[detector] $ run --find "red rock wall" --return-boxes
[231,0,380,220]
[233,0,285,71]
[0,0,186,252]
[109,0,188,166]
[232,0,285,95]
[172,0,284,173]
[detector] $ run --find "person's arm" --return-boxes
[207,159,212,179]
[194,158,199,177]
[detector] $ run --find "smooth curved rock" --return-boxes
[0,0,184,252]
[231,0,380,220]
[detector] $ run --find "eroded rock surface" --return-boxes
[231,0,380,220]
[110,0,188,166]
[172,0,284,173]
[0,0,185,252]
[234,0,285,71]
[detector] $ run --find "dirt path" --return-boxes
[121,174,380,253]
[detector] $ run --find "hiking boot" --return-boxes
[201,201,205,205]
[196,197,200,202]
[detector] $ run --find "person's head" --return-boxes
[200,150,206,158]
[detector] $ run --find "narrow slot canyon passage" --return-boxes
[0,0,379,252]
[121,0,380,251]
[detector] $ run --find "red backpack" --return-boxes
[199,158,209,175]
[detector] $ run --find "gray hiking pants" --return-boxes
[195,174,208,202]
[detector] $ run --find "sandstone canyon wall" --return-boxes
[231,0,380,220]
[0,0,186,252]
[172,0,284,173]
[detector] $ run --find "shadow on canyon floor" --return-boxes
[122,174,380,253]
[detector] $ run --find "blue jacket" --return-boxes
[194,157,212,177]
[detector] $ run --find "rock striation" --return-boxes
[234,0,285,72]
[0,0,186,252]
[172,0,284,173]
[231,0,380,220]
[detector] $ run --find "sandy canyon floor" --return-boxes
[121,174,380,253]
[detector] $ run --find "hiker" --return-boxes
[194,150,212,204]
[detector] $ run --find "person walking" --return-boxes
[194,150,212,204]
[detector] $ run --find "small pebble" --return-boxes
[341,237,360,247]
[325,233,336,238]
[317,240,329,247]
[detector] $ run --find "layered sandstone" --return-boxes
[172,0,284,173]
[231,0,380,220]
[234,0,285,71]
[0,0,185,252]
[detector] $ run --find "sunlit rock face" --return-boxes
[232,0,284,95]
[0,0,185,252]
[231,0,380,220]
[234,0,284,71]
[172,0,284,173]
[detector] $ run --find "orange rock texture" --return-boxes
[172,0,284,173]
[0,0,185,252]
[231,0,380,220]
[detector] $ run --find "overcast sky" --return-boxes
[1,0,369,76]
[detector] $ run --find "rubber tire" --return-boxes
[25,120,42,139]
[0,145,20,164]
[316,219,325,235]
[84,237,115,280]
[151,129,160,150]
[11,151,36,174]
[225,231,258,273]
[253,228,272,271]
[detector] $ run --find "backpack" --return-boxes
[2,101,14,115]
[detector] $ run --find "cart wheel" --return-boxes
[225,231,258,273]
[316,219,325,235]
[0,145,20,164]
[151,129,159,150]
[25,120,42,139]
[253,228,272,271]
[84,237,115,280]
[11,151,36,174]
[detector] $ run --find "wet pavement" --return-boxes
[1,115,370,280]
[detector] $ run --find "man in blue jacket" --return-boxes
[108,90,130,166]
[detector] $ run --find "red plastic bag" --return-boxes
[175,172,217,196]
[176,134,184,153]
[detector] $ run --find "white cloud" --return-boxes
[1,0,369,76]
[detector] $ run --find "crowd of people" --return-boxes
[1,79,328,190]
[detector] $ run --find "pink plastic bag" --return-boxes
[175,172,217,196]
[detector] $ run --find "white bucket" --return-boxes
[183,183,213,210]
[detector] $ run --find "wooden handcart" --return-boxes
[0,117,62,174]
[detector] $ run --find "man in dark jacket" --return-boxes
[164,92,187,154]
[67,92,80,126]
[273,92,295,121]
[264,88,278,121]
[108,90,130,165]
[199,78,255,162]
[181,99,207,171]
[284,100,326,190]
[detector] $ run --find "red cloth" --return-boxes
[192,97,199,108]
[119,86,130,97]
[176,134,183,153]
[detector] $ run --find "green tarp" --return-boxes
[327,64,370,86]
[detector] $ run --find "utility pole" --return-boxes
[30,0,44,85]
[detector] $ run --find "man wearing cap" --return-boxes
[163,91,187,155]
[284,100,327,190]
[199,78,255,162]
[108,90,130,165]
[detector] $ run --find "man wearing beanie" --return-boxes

━━━━

▸ INSTRUCTIONS TO FOLLOW: Produce a verbatim copy of each record above.

▸ ANSWER BOX:
[detector] $ run --find "red rock wall" --return-boxes
[231,0,380,220]
[233,0,285,71]
[0,0,186,252]
[109,0,188,166]
[232,0,285,95]
[172,0,284,173]
[detector] $ run --find "person's arm" --return-boxes
[207,159,212,179]
[194,158,199,177]
[detector] $ run --find "smooth curved rock" --return-boxes
[0,0,184,252]
[231,0,380,220]
[detector] $ run --find "eroded rock surface" --return-boxes
[231,0,380,220]
[110,0,188,166]
[172,0,284,173]
[0,0,185,252]
[234,0,285,71]
[detector] $ run --find "dirt path" --return-boxes
[121,174,380,253]
[detector] $ run --find "hiking boot" --return-boxes
[201,201,205,205]
[196,197,200,202]
[detector] $ run --find "person's head" --return-boxes
[200,150,206,158]
[detector] $ run --find "narrow slot canyon passage" --return-boxes
[0,0,379,252]
[121,0,380,251]
[detector] $ run --find "red backpack" --return-boxes
[199,158,209,175]
[detector] $ run --find "gray hiking pants" --return-boxes
[195,174,208,202]
[detector] $ run --find "sandstone canyon wall" --return-boxes
[231,0,380,220]
[0,0,186,252]
[172,0,284,173]
[detector] $ run --find "shadow on canyon floor" --return-boxes
[122,174,380,253]
[detector] $ run --find "blue jacket" --return-boxes
[194,157,212,177]
[detector] $ run --find "rock striation" --return-boxes
[234,0,285,72]
[0,0,186,252]
[172,0,284,173]
[231,0,380,220]
[detector] $ run --find "sandy canyon floor" --return-boxes
[121,174,380,253]
[detector] $ run --find "hiker" --return-boxes
[194,150,212,204]
[detector] $ run --find "person walking" --return-boxes
[194,150,212,204]
[detector] $ run --find "small pebble" --return-boxes
[341,237,360,247]
[325,233,336,238]
[317,240,329,247]
[detector] $ run --find "layered sandstone" --return-boxes
[172,0,284,173]
[231,0,380,220]
[234,0,285,71]
[0,0,185,252]
[detector] $ run --find "sunlit rock face" --return-boxes
[232,0,284,95]
[0,0,185,252]
[231,0,380,220]
[234,0,284,71]
[172,0,284,173]
[detector] $ run --find "orange rock texture" --return-boxes
[172,0,284,173]
[0,0,185,252]
[231,0,380,220]
[detector] $ run --find "overcast sky" --return-boxes
[1,0,369,76]
[detector] $ run --find "rubber tire" --return-boxes
[25,120,42,139]
[0,145,20,164]
[316,219,325,235]
[84,237,115,280]
[151,129,160,150]
[11,151,36,174]
[225,231,258,273]
[253,228,272,271]
[detector] $ run --find "backpack" --return-boxes
[2,101,14,115]
[detector] $ run --find "cart wheel" --return-boxes
[225,231,258,273]
[316,219,325,235]
[0,145,20,164]
[151,129,159,150]
[25,120,42,139]
[253,228,272,271]
[84,237,115,280]
[11,151,36,174]
[detector] $ run --find "wet pavement" --return-boxes
[1,115,370,280]
[detector] $ run --find "man in blue jacket" --return-boxes
[108,90,130,166]
[detector] $ run --find "red plastic bag" --return-boxes
[175,172,217,196]
[176,134,184,153]
[detector] $ run --find "white cloud" --return-boxes
[1,0,369,76]
[detector] $ run --find "crowd of people" --return-boxes
[1,79,328,190]
[detector] $ run --find "pink plastic bag" --return-boxes
[175,172,217,196]
[detector] $ run --find "white bucket" --return-boxes
[183,183,213,210]
[detector] $ run --find "wooden handcart" --return-boxes
[0,117,62,174]
[detector] $ run --find "man in dark jacket" --return-boxes
[164,92,187,154]
[67,92,80,126]
[273,92,295,121]
[264,88,278,121]
[108,90,130,165]
[199,78,255,162]
[181,99,207,171]
[284,100,326,190]
[detector] $ run --find "red cloth" --return-boxes
[192,97,199,108]
[119,86,130,97]
[176,134,183,153]
[detector] $ run --find "green tarp" --return-boxes
[327,64,370,86]
[detector] $ run --find "utility pole" --return-boxes
[30,0,44,85]
[detector] $ run --find "man wearing cap" --return-boxes
[163,91,187,155]
[284,100,327,190]
[199,78,255,162]
[108,90,130,165]
[detector] $ run --find "man wearing beanie" --return-boxes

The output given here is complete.